Task brief |
According to the post-divorce checklist below, where should child support payments go until the wage withholding order has been processed?

Start of Exercise text

Post-Divorce Checklist:

  1. Ensure that all documents related to the division of property are filed with the Court, including a qualified domestic relations order or special warranty deed.
  2. After the documents relating to the division of assets have been signed by the court, submit your documents to the appropriate parties, like the fund administrator of your 401K, or the Registrar of Deeds for your home.
  3. Change the titles on your vehicles and other property.
  4. Prepare new wills and other estate planning documents.
  5. Change the beneficiary on your life insurance, 401K and IRA account, unless you are ordered to leave it in your former spouse’s name.
  6. Change your tax status to reflect that you are no longer married and/or to alter the number of exemptions.
  7. If you have moved, update your mailing address with credit card companies, banks the department of motor vehicles and insurance companies.
  8. Obtain auto insurance in your name only.
  9. If you were awarded any debts associated with property, refinance the debt so that it is solely in your name.
  10. Contact your bank and close any joint accounts that you were awarded and reopen the accounts in your name only.
  11. If child support is ordered, begin making payments directly to the San Antonio Disbursement Unit until the wage withholding order has been processed and money begins coming directly out of your paycheck.
  12. Close any joint safety deposit or PO Boxes.
  13. Keep copies of all social security documents related to your previous spouse. If you were married for more than ten years you may still be eligible for your spouse’s social security benefits.
  14. Revoke all powers of attorney that you may have granted to your spouse in writing.

End of Exercise text
Start of Given data

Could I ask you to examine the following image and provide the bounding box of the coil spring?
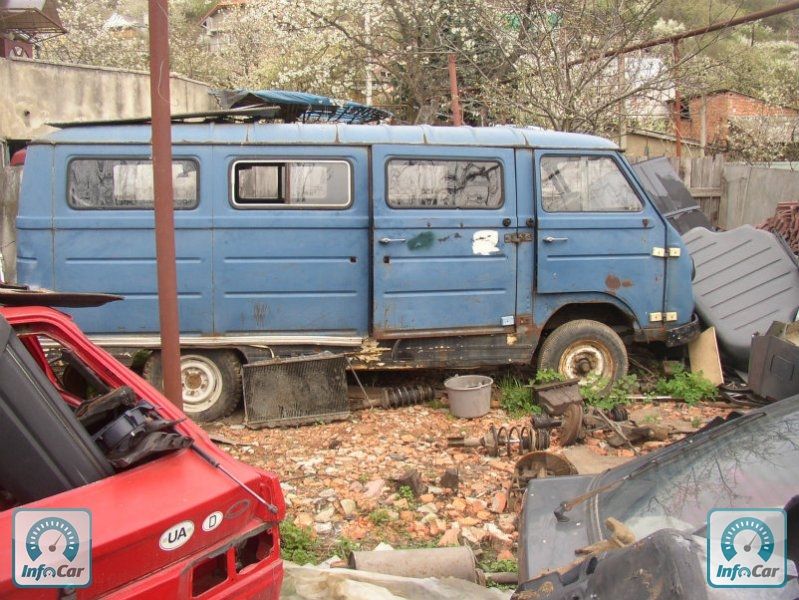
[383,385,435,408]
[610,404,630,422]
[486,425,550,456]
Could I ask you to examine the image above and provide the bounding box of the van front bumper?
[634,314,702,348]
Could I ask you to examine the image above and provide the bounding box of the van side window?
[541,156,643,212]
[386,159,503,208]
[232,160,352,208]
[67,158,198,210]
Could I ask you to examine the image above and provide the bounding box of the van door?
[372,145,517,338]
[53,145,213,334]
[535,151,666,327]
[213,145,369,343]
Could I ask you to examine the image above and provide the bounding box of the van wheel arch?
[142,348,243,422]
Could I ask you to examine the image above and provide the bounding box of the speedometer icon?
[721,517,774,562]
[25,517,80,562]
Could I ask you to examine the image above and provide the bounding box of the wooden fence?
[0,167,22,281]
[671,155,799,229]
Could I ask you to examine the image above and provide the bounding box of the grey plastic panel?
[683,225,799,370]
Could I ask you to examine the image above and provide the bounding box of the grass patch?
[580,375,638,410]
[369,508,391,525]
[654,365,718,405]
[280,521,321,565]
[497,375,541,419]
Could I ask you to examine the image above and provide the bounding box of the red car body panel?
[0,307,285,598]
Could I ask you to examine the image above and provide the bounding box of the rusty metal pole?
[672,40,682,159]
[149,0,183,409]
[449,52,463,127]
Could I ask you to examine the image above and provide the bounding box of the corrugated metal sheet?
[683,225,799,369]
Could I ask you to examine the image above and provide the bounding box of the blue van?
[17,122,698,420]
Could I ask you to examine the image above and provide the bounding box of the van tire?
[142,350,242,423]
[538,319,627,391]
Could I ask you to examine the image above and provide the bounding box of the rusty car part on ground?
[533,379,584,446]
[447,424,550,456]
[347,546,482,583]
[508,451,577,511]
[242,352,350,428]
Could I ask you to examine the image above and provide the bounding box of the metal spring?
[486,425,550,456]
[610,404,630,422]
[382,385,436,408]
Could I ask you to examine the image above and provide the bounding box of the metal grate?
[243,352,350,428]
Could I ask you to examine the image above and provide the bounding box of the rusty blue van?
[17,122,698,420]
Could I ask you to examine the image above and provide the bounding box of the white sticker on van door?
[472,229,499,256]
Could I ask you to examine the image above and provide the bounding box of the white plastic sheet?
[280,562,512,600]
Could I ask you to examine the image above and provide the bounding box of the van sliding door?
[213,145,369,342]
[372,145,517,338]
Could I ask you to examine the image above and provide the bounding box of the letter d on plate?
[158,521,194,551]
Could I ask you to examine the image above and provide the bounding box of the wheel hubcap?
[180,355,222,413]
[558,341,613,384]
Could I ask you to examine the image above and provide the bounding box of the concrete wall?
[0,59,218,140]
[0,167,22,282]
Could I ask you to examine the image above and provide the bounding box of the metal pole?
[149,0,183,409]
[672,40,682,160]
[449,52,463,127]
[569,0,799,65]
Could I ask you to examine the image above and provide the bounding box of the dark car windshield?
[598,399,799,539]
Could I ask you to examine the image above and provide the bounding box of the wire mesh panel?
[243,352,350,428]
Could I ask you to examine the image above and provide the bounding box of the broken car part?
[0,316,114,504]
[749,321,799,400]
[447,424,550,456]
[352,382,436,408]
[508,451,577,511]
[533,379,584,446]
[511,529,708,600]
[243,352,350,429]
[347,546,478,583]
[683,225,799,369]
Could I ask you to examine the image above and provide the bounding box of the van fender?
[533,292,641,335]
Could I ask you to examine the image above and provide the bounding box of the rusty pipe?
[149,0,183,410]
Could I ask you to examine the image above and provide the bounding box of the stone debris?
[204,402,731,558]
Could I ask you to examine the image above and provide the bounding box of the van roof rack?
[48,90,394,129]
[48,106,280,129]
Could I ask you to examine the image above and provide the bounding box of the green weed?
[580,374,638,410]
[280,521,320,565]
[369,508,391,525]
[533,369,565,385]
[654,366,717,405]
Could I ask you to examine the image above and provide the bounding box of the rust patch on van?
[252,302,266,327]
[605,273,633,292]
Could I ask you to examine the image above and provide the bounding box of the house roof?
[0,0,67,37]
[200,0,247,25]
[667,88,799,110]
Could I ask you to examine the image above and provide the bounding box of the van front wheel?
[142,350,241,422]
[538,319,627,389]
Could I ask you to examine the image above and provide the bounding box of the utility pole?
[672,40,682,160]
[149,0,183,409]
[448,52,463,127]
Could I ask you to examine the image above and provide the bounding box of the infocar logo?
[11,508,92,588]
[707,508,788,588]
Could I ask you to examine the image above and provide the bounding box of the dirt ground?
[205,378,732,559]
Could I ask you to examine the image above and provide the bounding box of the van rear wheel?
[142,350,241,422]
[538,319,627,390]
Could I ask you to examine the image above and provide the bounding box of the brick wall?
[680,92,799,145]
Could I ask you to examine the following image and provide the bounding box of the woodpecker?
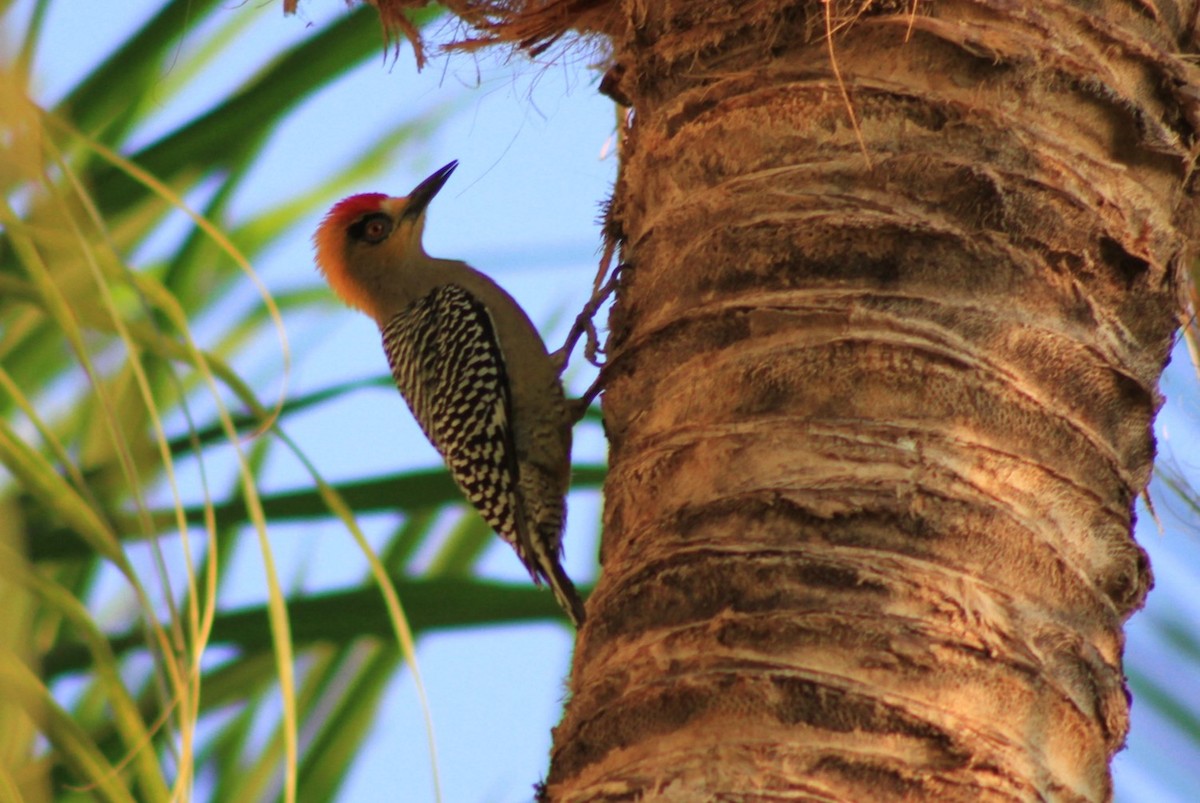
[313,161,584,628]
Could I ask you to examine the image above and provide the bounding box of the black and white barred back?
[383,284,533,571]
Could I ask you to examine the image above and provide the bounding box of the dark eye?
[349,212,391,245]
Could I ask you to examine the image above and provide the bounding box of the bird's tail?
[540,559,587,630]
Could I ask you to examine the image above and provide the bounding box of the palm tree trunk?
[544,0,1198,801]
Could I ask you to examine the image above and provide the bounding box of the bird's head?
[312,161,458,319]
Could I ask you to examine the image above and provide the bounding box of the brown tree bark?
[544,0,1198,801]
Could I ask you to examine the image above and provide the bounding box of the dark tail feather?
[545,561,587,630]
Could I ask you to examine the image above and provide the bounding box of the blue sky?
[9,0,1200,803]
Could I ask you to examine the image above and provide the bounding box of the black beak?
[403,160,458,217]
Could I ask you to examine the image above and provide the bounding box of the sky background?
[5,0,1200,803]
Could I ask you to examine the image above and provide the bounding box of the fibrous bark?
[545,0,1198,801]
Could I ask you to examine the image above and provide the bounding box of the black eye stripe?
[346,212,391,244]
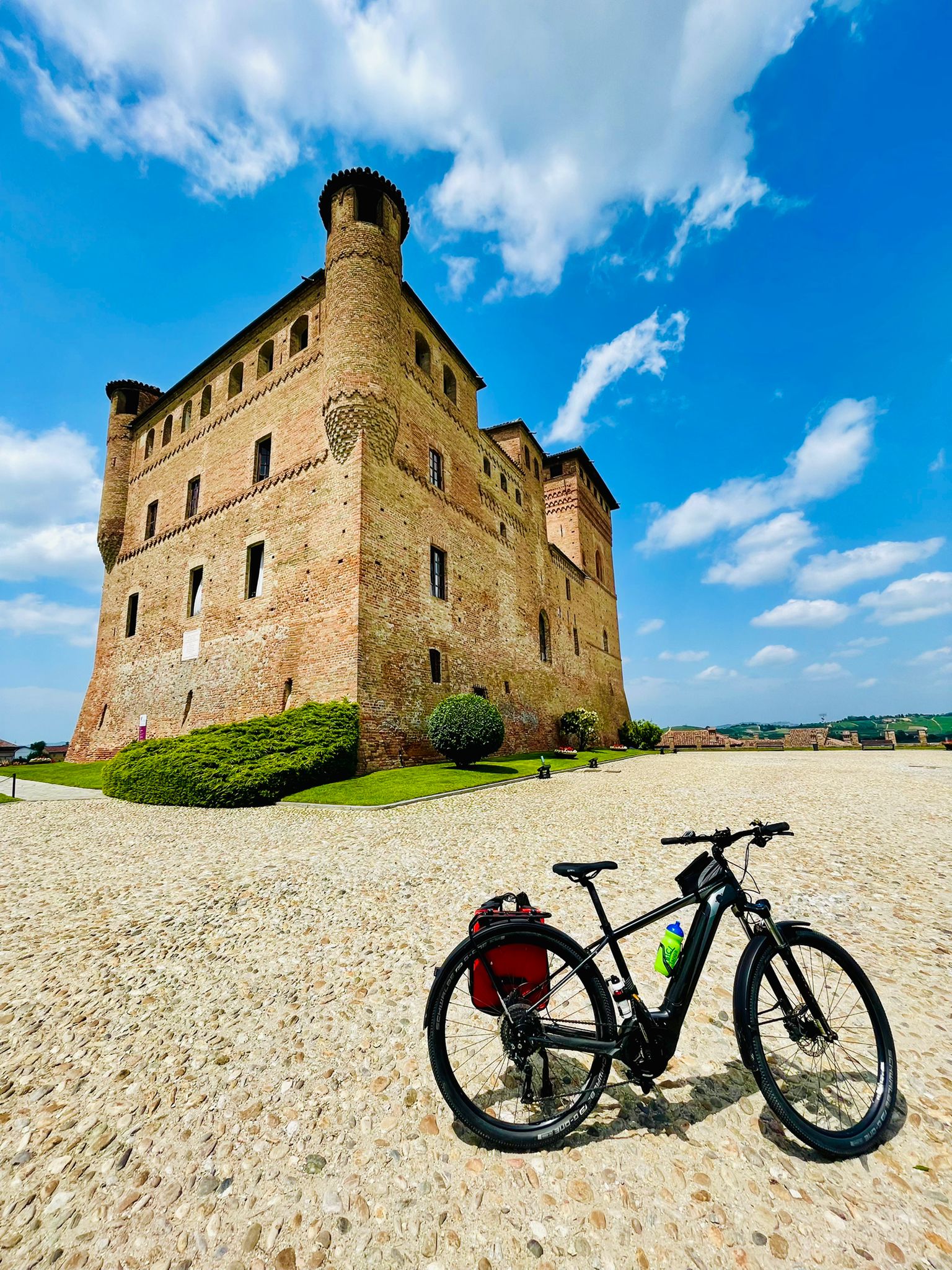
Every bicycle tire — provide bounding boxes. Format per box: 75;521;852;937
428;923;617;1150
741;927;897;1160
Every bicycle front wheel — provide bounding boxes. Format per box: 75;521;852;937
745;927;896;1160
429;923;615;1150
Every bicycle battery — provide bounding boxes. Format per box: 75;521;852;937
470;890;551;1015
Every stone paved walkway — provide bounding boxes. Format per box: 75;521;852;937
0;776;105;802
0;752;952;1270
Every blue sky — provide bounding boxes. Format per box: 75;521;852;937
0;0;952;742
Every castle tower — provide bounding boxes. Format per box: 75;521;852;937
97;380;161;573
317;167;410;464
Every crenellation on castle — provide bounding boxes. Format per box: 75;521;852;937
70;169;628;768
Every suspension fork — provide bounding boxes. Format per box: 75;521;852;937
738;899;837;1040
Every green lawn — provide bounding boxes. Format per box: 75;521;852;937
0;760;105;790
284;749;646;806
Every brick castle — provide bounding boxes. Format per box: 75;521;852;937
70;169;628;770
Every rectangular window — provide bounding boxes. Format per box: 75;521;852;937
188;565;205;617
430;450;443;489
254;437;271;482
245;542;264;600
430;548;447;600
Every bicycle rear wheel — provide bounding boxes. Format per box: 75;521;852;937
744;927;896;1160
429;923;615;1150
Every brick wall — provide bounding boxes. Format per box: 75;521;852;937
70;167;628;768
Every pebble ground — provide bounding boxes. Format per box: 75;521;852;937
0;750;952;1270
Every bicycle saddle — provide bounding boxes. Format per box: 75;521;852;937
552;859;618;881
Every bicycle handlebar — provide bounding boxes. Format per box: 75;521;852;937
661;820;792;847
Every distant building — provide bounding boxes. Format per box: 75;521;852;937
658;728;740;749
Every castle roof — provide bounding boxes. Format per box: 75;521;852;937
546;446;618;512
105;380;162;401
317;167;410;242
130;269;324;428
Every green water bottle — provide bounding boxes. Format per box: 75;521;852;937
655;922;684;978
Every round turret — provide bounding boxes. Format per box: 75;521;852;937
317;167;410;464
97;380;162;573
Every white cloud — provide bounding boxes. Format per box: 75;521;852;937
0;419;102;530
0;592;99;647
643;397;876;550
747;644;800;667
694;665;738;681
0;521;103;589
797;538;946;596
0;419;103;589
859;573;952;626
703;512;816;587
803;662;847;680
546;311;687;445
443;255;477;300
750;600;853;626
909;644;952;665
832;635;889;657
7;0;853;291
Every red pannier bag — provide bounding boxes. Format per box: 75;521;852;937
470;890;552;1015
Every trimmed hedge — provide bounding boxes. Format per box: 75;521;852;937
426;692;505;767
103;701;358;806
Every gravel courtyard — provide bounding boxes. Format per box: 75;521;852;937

End of Given data

Exercise output |
Directly to the San Antonio Disbursement Unit.